### PROBLEM TO WORK ON:
Go through the data line by line. Copy each one holding the string "green".

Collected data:
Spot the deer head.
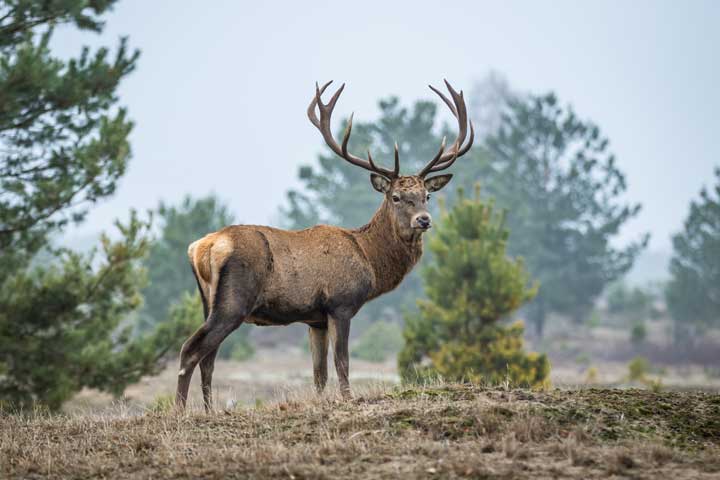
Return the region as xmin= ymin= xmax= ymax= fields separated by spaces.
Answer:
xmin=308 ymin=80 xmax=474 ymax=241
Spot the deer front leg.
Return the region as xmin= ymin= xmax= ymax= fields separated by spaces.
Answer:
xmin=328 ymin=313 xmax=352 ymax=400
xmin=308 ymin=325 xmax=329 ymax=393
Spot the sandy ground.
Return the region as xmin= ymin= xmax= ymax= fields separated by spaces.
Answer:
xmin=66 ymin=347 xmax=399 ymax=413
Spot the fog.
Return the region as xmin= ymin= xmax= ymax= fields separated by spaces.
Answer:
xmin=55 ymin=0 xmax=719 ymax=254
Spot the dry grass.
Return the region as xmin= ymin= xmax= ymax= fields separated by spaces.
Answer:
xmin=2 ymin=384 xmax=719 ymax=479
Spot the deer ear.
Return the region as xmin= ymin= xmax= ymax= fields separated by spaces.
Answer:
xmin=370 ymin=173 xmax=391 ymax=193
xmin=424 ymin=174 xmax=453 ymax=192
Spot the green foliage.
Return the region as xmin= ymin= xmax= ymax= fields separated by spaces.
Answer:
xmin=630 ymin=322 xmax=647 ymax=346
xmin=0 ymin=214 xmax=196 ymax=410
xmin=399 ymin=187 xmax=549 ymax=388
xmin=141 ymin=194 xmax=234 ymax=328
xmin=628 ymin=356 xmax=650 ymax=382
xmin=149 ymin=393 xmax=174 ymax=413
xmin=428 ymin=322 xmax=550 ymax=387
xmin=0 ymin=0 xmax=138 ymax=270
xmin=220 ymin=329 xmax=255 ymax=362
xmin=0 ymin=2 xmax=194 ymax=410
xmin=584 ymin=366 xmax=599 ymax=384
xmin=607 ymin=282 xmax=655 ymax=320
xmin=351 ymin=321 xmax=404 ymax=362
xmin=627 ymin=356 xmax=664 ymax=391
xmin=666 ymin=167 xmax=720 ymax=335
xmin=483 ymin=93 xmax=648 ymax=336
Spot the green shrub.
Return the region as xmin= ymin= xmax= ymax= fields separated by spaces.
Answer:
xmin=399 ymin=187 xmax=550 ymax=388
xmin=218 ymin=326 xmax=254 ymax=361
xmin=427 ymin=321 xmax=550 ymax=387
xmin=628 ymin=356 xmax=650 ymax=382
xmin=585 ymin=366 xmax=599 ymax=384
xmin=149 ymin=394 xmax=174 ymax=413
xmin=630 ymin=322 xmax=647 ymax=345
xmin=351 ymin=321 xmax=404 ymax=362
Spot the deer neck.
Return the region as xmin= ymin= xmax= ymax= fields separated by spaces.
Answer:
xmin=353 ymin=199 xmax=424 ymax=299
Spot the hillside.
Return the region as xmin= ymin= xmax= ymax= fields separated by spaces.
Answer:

==

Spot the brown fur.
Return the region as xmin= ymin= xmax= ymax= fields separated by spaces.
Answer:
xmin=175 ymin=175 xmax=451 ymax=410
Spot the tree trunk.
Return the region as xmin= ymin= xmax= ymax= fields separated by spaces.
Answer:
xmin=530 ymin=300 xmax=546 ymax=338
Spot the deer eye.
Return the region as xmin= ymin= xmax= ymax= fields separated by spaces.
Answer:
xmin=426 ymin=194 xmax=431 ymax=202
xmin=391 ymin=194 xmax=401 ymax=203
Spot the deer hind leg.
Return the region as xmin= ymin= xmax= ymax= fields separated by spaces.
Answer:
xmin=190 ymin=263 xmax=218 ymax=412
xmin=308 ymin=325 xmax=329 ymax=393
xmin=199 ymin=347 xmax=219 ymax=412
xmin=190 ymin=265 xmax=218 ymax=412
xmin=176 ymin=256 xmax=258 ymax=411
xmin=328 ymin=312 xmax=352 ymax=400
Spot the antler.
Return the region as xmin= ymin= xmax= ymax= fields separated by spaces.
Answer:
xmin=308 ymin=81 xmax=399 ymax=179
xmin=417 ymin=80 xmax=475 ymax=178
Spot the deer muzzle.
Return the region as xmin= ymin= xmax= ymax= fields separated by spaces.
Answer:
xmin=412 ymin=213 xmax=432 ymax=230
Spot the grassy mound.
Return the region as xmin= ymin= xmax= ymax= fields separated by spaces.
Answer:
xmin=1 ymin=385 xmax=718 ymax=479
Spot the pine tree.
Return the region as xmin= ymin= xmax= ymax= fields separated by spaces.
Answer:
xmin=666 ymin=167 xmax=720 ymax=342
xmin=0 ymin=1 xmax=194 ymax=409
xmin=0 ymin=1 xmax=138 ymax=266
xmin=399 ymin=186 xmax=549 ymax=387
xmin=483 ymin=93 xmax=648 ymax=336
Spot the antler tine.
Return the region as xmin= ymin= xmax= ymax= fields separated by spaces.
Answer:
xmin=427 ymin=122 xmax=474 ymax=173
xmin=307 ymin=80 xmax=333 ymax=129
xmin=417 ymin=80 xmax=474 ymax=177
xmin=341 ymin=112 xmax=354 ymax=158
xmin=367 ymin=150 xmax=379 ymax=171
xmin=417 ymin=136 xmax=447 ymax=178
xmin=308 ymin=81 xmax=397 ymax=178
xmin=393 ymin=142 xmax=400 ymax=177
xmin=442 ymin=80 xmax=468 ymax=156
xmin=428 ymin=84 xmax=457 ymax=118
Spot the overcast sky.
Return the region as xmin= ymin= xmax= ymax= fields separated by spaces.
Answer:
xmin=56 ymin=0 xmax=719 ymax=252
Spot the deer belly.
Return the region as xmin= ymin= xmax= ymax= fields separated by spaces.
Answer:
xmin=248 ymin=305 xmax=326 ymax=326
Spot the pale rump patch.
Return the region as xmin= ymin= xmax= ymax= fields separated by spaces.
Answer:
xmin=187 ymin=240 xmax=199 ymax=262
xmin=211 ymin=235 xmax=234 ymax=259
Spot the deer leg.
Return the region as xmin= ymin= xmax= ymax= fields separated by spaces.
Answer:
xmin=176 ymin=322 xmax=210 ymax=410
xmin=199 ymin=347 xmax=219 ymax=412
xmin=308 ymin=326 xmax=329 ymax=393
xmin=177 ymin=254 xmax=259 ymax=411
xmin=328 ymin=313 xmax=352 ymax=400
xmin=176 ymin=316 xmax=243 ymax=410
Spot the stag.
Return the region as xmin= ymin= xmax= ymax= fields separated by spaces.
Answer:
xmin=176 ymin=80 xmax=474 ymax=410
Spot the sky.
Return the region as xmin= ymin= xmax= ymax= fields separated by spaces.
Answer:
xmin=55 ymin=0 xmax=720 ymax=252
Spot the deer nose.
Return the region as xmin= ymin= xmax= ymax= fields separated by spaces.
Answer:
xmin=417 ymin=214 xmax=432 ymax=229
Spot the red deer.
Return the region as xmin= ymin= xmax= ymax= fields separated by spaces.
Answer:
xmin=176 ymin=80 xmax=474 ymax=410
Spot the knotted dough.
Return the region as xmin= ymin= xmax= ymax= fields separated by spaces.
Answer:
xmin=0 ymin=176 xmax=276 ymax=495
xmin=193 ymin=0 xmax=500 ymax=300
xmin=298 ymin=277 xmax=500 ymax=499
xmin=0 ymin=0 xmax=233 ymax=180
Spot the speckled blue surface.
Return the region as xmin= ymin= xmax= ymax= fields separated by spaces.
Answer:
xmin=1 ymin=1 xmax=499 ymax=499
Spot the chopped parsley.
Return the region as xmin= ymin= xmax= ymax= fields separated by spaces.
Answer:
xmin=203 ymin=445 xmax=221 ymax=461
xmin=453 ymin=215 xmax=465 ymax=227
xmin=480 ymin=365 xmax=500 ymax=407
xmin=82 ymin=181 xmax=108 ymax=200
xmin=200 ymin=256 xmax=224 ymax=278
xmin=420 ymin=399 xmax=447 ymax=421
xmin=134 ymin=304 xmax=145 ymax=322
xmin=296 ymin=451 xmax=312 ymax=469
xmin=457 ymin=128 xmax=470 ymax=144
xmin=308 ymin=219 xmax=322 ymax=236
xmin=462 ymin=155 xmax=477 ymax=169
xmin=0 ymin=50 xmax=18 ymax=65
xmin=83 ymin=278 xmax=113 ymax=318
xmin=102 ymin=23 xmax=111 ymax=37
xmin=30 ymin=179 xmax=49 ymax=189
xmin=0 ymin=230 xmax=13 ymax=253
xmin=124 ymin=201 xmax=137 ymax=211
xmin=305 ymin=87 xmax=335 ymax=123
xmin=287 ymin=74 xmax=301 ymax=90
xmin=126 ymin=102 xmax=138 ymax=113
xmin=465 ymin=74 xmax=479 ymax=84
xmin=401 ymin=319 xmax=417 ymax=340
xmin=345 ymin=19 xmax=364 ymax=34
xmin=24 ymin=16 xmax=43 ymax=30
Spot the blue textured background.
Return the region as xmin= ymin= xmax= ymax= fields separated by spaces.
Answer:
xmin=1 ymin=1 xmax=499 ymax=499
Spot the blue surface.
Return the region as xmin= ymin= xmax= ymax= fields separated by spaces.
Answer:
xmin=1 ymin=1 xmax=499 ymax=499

### RESULT OF THE TASK:
Spot the green foliage.
Spot the green shrub.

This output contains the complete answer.